#### ACTIVITY:
All of the entries need to be printed again exactly; pictures are the only thing to omit.

#### MATERIALS PROVIDED:
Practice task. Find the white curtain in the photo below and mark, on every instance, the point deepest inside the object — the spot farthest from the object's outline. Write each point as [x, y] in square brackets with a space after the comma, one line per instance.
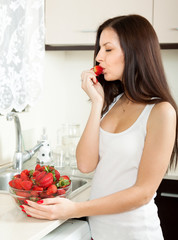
[21, 53]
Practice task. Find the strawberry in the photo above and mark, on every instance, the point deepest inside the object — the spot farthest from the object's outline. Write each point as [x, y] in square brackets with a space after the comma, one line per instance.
[26, 185]
[61, 191]
[24, 176]
[35, 173]
[17, 183]
[17, 176]
[34, 193]
[38, 167]
[11, 183]
[57, 174]
[34, 199]
[39, 176]
[45, 181]
[51, 189]
[97, 70]
[64, 181]
[23, 194]
[37, 188]
[26, 172]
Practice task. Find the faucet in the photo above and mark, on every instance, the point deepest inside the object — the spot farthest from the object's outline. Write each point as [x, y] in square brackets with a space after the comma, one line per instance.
[20, 157]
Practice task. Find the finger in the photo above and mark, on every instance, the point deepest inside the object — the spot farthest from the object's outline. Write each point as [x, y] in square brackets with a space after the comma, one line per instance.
[88, 76]
[32, 212]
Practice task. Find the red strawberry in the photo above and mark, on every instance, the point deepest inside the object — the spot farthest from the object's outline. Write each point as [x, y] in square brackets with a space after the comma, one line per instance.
[16, 176]
[34, 199]
[24, 176]
[37, 188]
[40, 176]
[51, 190]
[23, 194]
[45, 181]
[38, 167]
[57, 175]
[17, 183]
[11, 183]
[26, 172]
[35, 173]
[34, 193]
[26, 185]
[64, 181]
[97, 70]
[61, 191]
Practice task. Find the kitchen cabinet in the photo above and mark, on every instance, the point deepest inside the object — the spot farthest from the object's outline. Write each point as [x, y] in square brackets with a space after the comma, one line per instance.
[75, 22]
[167, 203]
[165, 20]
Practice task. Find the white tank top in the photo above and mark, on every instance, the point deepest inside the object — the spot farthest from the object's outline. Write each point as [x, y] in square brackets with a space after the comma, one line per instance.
[119, 158]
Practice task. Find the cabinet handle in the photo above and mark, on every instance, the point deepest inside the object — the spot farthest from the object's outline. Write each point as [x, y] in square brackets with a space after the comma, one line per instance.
[172, 195]
[87, 31]
[176, 29]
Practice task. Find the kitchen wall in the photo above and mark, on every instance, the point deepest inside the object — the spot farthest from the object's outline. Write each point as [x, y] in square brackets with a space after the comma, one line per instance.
[63, 100]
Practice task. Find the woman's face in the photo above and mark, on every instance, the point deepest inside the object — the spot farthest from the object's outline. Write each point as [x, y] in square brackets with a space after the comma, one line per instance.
[110, 55]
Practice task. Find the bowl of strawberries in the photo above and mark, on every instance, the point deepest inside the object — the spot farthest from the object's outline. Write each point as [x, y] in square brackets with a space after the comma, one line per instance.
[42, 182]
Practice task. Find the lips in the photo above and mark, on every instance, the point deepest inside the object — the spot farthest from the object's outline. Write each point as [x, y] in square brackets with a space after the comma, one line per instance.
[97, 70]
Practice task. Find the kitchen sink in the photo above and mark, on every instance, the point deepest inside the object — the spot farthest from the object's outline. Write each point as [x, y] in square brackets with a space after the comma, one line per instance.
[78, 184]
[5, 177]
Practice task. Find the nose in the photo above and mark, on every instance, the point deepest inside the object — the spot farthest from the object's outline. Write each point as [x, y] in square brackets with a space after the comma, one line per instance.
[99, 57]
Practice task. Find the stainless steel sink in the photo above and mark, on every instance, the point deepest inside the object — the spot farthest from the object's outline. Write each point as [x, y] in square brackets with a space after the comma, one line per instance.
[5, 177]
[78, 184]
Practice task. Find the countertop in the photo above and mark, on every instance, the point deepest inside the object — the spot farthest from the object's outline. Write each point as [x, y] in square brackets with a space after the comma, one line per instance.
[14, 224]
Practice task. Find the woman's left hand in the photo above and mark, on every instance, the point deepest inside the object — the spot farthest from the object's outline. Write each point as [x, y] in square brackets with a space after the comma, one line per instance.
[51, 208]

#### ANSWER BELOW:
Practice task. Find the white curtain in the photo below and mark, on every instance, the point deepest inside the object — the spot farthest from the object's outline. Write each point as [x, y] in square brackets with a space after the comma, one line per instance.
[21, 53]
Practice task. Find the strawberry in the photo above and mark, on every instance, the point deepest inside the object — the spot farthest from the object's outline. Write each point as [x, y] in square brackets with a space after the comma, one line per instance.
[26, 185]
[61, 191]
[24, 176]
[35, 173]
[17, 183]
[17, 176]
[34, 193]
[38, 167]
[11, 183]
[57, 174]
[34, 199]
[39, 176]
[45, 181]
[51, 189]
[97, 70]
[64, 181]
[23, 194]
[37, 188]
[26, 172]
Practice task. Find the faucet in the photo above and mark, on every instance, the point deepest inside the object — the spot farthest from the object's outline. Write each point as [x, y] in square brackets with a space after the comma, one line per instance.
[20, 157]
Practice task. Find the finger in the photo above and mark, on every instance, the point deepest inside the object — the spot farthest from the object's outline. Write each point as [x, y] in square brackets with a space after the comma, one line per instance.
[88, 76]
[32, 212]
Practice task. Find the red strawberry in the photo above and mark, on every instance, the point deepest inside the object — the spot farthest from the object's outline. Write each point as [x, y] in square brackets with a space after the comma, one line per instance.
[16, 176]
[34, 199]
[24, 176]
[37, 188]
[40, 176]
[51, 190]
[23, 194]
[45, 181]
[38, 167]
[57, 175]
[17, 183]
[11, 183]
[26, 172]
[35, 173]
[34, 193]
[26, 185]
[64, 181]
[97, 70]
[61, 191]
Practice task. Find the kitchen cabinet in the photo above and mark, on every instance, the point deepest inside the object — the spot farthest from the object's outline. Write each point as [x, y] in square brackets with a space after the comma, one line per instance.
[75, 22]
[167, 203]
[165, 20]
Practice task. Find the white tank top in the photo above and mark, on every instance, the point deepest inside the object — the spot farthest from the object's outline. Write each point as [x, y] in square brackets with a space after the comma, one line per instance.
[119, 158]
Practice task. Find the cabinet handle in the photo above and mark, on every instance, the point deepest inside the object — the spot farthest from the object's outline. Write each point as [x, y] in square brackets with a space after the comma, one line per instance.
[172, 195]
[87, 31]
[176, 29]
Practice task. Find the kitchen wall in the photo above and mark, on every instance, the point deepest inside the object — the spot farthest from the object's outline. Write each point as [x, y] in square brackets with a space after the comma, one line per instance.
[63, 100]
Practice task. Find the woman's face in the photo above and mark, on every instance, the point deepest inside the object — the spot farthest from the object's outline. Write each point as [x, y] in square brackets with a space after the comma, one line per instance.
[110, 55]
Practice task. Find the bowl of strawberries in the photo above and mark, on every instance, the point deepest inside the object — the spot farthest from the object's outline. Write each point as [x, y] in square brackets with a space after the comma, one line per instance.
[42, 182]
Practice task. Find the lips in the photo above and mark, on every instance, the point deepest inside the object — the spot farthest from the object's outline. Write each point as [x, y] in square brackets with a space after the comma, one line per instance.
[97, 70]
Practice task. Find the kitchen sink in the photo above and mark, on every instance, the point deepest inside the object — the spot farthest from the object's outline. Write each point as [x, y] in square brackets with a space after the comma, one line per instance.
[78, 184]
[5, 177]
Practice task. Find the nose in the photo above and mark, on every instance, the point deepest inside the object — the spot farthest from the object's outline. Write each point as [x, y] in square brackets with a space after the comma, one line per instance.
[99, 57]
Practice task. Find the stainless steel sink in the photo above and mark, on every instance, the point deepest inside the object — the spot farthest from the object's outline. Write each point as [x, y] in square brackets with a space after the comma, one line per instance.
[5, 177]
[78, 184]
Practice task. Find the countertop in the photo above and mark, on every instance, the point deepest inside the object — the spot farthest from the object's outline. Write each point as [x, y] in square brackets with a space after the comma, one line per instance.
[14, 224]
Practice task. Find the woman's left hand in the photo above and mark, on every instance, the point deepest inside the object — the spot farthest from the object's outline. Write each point as [x, y] in square brackets with a space after the comma, one line per instance.
[51, 208]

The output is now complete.